What you need to do: Reproduce all entries precisely, down to the last character.

++++

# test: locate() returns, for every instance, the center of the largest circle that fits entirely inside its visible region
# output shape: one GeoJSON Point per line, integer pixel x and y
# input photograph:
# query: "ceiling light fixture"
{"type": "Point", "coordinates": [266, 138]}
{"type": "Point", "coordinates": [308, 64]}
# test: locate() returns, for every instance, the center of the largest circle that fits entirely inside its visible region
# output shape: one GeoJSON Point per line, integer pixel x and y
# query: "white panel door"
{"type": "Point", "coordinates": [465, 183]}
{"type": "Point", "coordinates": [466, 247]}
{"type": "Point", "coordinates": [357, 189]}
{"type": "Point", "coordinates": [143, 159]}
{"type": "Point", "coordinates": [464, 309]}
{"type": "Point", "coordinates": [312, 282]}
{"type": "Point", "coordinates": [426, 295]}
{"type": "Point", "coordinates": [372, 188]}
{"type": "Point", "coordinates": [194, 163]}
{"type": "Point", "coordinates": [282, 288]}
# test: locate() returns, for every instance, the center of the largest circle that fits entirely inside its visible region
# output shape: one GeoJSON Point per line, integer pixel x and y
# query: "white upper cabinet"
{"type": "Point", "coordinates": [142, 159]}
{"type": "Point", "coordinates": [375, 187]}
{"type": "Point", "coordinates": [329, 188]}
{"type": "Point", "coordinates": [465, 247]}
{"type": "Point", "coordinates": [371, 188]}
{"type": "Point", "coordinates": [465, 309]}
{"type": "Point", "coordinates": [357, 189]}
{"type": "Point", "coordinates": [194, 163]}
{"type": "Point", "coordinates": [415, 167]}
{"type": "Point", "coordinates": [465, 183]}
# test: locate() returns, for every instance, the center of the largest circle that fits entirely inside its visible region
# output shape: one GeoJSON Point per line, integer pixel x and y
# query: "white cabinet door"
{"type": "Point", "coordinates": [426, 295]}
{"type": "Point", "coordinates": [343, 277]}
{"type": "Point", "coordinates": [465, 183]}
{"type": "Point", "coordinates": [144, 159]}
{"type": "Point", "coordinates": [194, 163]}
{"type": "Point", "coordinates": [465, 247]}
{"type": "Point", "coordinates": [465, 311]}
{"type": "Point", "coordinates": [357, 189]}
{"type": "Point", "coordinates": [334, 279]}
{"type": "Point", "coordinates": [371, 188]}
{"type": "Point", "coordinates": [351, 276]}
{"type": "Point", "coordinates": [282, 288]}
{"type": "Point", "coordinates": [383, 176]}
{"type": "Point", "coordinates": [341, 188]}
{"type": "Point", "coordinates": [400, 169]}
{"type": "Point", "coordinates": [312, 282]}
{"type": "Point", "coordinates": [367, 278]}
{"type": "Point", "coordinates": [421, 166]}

++++

Finished exercise:
# test: locate() returns, for every instance, the center of the largest circle that fits entirely inside its visible region
# output shape: one GeoJSON Point per line, integer pixel x and y
# input photograph:
# query: "ceiling light fixture"
{"type": "Point", "coordinates": [266, 138]}
{"type": "Point", "coordinates": [308, 64]}
# test: locate() returns, for every instance, the center of the largest circle that fits entirely inside its visible region
# output shape: one GeoJSON Point per line, integer pixel x and y
# query: "white panel door"
{"type": "Point", "coordinates": [465, 183]}
{"type": "Point", "coordinates": [466, 247]}
{"type": "Point", "coordinates": [357, 189]}
{"type": "Point", "coordinates": [143, 159]}
{"type": "Point", "coordinates": [464, 309]}
{"type": "Point", "coordinates": [312, 282]}
{"type": "Point", "coordinates": [426, 295]}
{"type": "Point", "coordinates": [372, 188]}
{"type": "Point", "coordinates": [194, 163]}
{"type": "Point", "coordinates": [282, 288]}
# test: locate() returns, for every instance, the center of the largest circle that fits entirely inside its visible region
# output shape: one GeoJSON Point per line, integer pixel x and y
# query: "white upper cabinet"
{"type": "Point", "coordinates": [142, 159]}
{"type": "Point", "coordinates": [375, 187]}
{"type": "Point", "coordinates": [329, 188]}
{"type": "Point", "coordinates": [465, 247]}
{"type": "Point", "coordinates": [371, 188]}
{"type": "Point", "coordinates": [465, 309]}
{"type": "Point", "coordinates": [357, 189]}
{"type": "Point", "coordinates": [194, 163]}
{"type": "Point", "coordinates": [415, 167]}
{"type": "Point", "coordinates": [465, 183]}
# test: locate() returns, for every instance, the center of the largest circle that fits entirely inside its visible region
# output shape: one GeoJSON Point per line, integer pixel x and y
# query: "white cabinet door"
{"type": "Point", "coordinates": [426, 295]}
{"type": "Point", "coordinates": [343, 277]}
{"type": "Point", "coordinates": [465, 183]}
{"type": "Point", "coordinates": [144, 159]}
{"type": "Point", "coordinates": [194, 163]}
{"type": "Point", "coordinates": [465, 247]}
{"type": "Point", "coordinates": [465, 311]}
{"type": "Point", "coordinates": [357, 189]}
{"type": "Point", "coordinates": [334, 279]}
{"type": "Point", "coordinates": [371, 188]}
{"type": "Point", "coordinates": [351, 276]}
{"type": "Point", "coordinates": [282, 288]}
{"type": "Point", "coordinates": [383, 176]}
{"type": "Point", "coordinates": [341, 188]}
{"type": "Point", "coordinates": [400, 169]}
{"type": "Point", "coordinates": [312, 282]}
{"type": "Point", "coordinates": [367, 278]}
{"type": "Point", "coordinates": [421, 166]}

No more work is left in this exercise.